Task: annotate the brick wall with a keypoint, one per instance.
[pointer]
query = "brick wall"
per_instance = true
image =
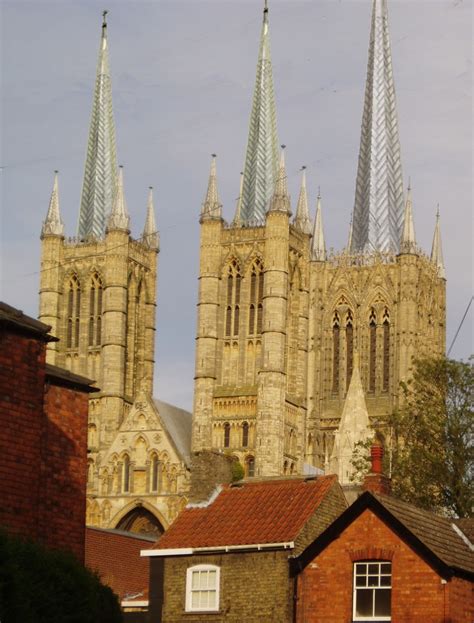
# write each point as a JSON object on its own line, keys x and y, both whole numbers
{"x": 22, "y": 372}
{"x": 254, "y": 587}
{"x": 115, "y": 555}
{"x": 325, "y": 585}
{"x": 64, "y": 469}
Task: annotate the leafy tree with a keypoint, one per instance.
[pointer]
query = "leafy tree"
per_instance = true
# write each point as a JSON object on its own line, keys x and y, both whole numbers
{"x": 38, "y": 585}
{"x": 432, "y": 437}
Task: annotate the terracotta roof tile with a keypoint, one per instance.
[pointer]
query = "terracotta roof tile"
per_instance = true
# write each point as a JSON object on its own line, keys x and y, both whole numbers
{"x": 272, "y": 511}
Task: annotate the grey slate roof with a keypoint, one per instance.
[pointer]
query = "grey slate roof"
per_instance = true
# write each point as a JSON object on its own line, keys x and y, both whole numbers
{"x": 435, "y": 532}
{"x": 178, "y": 424}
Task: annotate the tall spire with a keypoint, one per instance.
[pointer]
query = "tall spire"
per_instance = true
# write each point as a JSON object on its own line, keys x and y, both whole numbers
{"x": 280, "y": 201}
{"x": 437, "y": 249}
{"x": 408, "y": 241}
{"x": 53, "y": 225}
{"x": 212, "y": 208}
{"x": 378, "y": 207}
{"x": 261, "y": 161}
{"x": 100, "y": 174}
{"x": 354, "y": 427}
{"x": 302, "y": 220}
{"x": 318, "y": 247}
{"x": 151, "y": 236}
{"x": 119, "y": 218}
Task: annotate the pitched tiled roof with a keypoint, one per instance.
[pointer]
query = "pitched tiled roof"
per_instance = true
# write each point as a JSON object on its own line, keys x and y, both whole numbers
{"x": 249, "y": 513}
{"x": 437, "y": 533}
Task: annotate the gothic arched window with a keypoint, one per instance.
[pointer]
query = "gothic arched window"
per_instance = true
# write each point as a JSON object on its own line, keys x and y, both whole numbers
{"x": 95, "y": 311}
{"x": 73, "y": 312}
{"x": 335, "y": 352}
{"x": 386, "y": 351}
{"x": 372, "y": 349}
{"x": 232, "y": 317}
{"x": 349, "y": 347}
{"x": 245, "y": 434}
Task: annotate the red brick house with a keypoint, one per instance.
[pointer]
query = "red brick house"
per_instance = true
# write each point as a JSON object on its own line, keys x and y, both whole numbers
{"x": 386, "y": 560}
{"x": 227, "y": 559}
{"x": 43, "y": 438}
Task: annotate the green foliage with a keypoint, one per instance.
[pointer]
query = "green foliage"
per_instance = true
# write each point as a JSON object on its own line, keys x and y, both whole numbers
{"x": 433, "y": 437}
{"x": 38, "y": 585}
{"x": 238, "y": 471}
################
# CONSIGNE ÉCRITE
Réécrivez les lignes allant de celle qui contient « Task: annotate the red » jusqu'à la fin des données en remplaçant « green foliage » par « dense foliage », sans rien modifier d'autre.

# EXERCICE CORRIGÉ
Task: annotate the red brick house with a keypoint, one per instance.
[pointer]
query = "red brick house"
per_instance = true
# write each point as a JSON object on its own line, keys x and y, both whole numbers
{"x": 386, "y": 560}
{"x": 227, "y": 559}
{"x": 43, "y": 438}
Task: annotate the dense foliage with a keypoint, one per instance.
[pointer]
query = "dense foliage"
per_instance = true
# write each point as a JSON object on its own line, keys x and y, both whole numbers
{"x": 433, "y": 437}
{"x": 38, "y": 585}
{"x": 238, "y": 471}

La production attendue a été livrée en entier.